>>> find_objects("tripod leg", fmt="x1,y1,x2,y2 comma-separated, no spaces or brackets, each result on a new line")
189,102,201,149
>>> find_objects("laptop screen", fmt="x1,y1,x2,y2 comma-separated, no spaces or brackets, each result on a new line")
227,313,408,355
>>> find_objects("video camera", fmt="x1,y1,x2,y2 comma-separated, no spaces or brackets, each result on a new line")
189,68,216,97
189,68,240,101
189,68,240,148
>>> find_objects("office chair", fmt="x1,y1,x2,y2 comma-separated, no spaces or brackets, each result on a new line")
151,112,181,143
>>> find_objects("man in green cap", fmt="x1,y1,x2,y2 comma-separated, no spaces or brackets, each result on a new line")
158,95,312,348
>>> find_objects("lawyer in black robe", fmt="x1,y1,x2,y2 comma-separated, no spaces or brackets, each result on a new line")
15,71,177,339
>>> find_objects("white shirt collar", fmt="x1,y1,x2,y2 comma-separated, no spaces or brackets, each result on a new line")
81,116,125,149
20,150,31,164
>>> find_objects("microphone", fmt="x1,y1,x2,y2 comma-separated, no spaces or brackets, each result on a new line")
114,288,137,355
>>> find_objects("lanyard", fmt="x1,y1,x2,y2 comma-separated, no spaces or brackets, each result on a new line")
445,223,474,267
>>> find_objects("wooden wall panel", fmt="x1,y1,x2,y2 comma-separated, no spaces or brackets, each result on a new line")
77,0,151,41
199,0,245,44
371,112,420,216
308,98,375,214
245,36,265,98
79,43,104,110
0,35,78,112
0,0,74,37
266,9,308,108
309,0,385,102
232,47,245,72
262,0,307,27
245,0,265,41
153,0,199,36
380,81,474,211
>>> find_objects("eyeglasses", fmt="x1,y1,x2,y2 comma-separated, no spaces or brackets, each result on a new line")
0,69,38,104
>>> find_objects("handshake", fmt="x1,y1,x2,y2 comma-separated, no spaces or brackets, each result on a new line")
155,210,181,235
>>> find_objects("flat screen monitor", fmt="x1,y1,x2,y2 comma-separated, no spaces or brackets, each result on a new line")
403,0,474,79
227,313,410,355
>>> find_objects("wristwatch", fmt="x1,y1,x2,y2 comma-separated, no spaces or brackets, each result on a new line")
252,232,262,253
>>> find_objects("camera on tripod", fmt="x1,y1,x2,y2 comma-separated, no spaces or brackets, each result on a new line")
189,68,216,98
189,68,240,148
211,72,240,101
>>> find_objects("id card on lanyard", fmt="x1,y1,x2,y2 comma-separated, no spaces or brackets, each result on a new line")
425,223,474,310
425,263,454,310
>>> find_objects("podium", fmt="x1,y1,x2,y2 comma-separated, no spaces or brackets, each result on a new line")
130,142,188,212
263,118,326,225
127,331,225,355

• YOUR TASK:
Which lines in the material above contain the word "lanyard"? Give back each one in full.

• CORRECT RESULT:
>>> find_objects("lanyard", fmt="x1,y1,x2,y2 comma-separated, no spaces or brackets, each result on a new line")
>>> find_objects("id card on lanyard", fmt="x1,y1,x2,y2 comma-separated, no spaces or brackets, each result on a new line")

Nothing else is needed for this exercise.